*DO THIS*
Write every line out verbatim and omit the pictures.

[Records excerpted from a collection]

** Start **

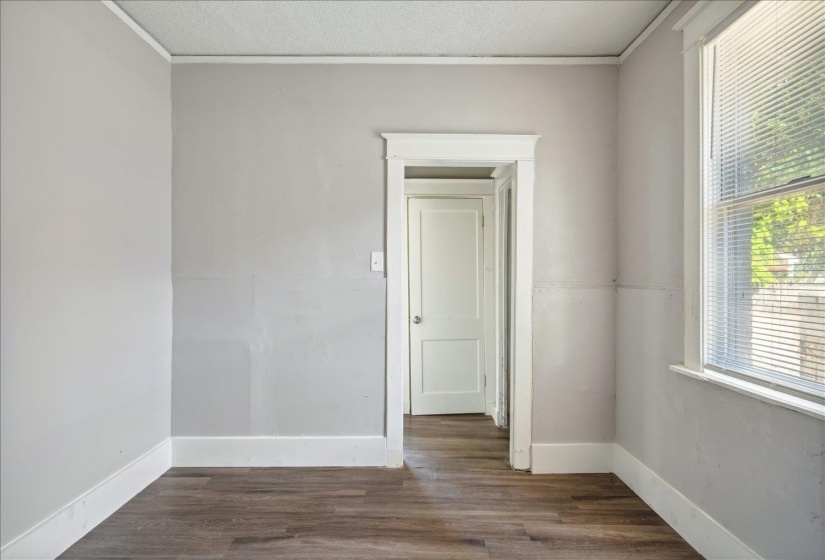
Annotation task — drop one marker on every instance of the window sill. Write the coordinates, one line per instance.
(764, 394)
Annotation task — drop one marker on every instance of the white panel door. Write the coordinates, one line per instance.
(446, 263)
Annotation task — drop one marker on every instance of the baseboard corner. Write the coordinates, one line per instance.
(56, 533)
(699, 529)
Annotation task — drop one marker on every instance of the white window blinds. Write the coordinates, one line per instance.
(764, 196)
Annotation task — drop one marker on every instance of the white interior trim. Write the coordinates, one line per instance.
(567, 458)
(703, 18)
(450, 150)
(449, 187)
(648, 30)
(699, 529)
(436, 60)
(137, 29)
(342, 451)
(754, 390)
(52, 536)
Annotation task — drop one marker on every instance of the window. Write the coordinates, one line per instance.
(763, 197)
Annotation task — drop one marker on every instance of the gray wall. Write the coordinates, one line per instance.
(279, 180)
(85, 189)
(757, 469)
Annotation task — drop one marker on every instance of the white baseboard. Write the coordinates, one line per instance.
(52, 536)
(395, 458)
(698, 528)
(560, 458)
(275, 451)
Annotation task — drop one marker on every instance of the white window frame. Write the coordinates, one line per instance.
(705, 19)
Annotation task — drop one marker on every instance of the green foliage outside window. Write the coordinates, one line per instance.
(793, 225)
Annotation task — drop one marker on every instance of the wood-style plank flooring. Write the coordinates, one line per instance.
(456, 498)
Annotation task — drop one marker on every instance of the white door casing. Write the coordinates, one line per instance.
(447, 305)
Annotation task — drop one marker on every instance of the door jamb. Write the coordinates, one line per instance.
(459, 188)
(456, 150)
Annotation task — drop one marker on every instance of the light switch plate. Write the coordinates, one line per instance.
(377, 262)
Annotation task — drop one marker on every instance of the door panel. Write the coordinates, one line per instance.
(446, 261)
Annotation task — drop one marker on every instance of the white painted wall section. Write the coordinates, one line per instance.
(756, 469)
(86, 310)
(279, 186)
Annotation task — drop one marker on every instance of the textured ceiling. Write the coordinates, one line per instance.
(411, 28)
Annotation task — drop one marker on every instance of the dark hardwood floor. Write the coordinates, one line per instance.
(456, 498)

** End **

*RESPONSE*
Annotation task — drop one marker on every instance of the window sill. Write the coordinates, one line per instance.
(764, 394)
Annotation task — drop one marker on every instance of the white panel door. Write the coordinates, one line per instance.
(446, 263)
Annotation task — drop one marker on every instance of the baseboard corner. Write the coordinates, one line per instance.
(56, 533)
(699, 529)
Annotation task — drop one marker on every instance of the white window blinds. Write the coordinates, one line per instance.
(764, 196)
Annotation task — drop one marker on every instance of the white interior trim. Write the coordinates, one line per instance.
(567, 458)
(703, 18)
(450, 150)
(449, 187)
(648, 30)
(699, 529)
(436, 60)
(137, 29)
(342, 451)
(754, 390)
(52, 536)
Annotation task — drop one marker on every instance of the window. Write the coordinates, one line per instance.
(763, 197)
Annotation task — drop one marker on every instance of the gray wall. Write the coordinates, one line per instance.
(279, 180)
(85, 189)
(757, 469)
Annotation task — drop one marker on every instance of the white baseboard. Write the coordinates, one line per instance.
(52, 536)
(395, 458)
(698, 528)
(560, 458)
(275, 451)
Annotation task — drop one marker on every instance of the white window frame. Write the coordinates, one line per instance.
(705, 19)
Annotation task — drop one marker on every instance of the green foliage outside window. Write the coordinates, one line per instance.
(793, 225)
Annotation task — drop one marker on every instance of the wood-style plank flooring. Write the coordinates, one line per instance.
(456, 498)
Annotation task — drop one marker on every instance of the white door casing. Write the coordinates, one line per instance.
(447, 305)
Annotation task — drop one marker on every instance of the door jamb. Write the coordinates, one line per instance.
(459, 188)
(456, 150)
Annotation task — drop one marker on every instance of the light switch plate. Write the coordinates, one line per instance.
(377, 262)
Annotation task — drop one marker on every instance of the door panel. Write the coordinates, one line per instance.
(446, 261)
Annotation task — drop one marker on every instance of the white painted wall section. Write the coordinates, one line per instance.
(756, 469)
(86, 310)
(279, 186)
Annotation task — drop one marker on every instance of the textured ceiling. Write the coordinates, one line per instance.
(411, 28)
Annotation task — drop one marker on every instance of the dark hardwood floor. Write the coordinates, one line per instance.
(456, 498)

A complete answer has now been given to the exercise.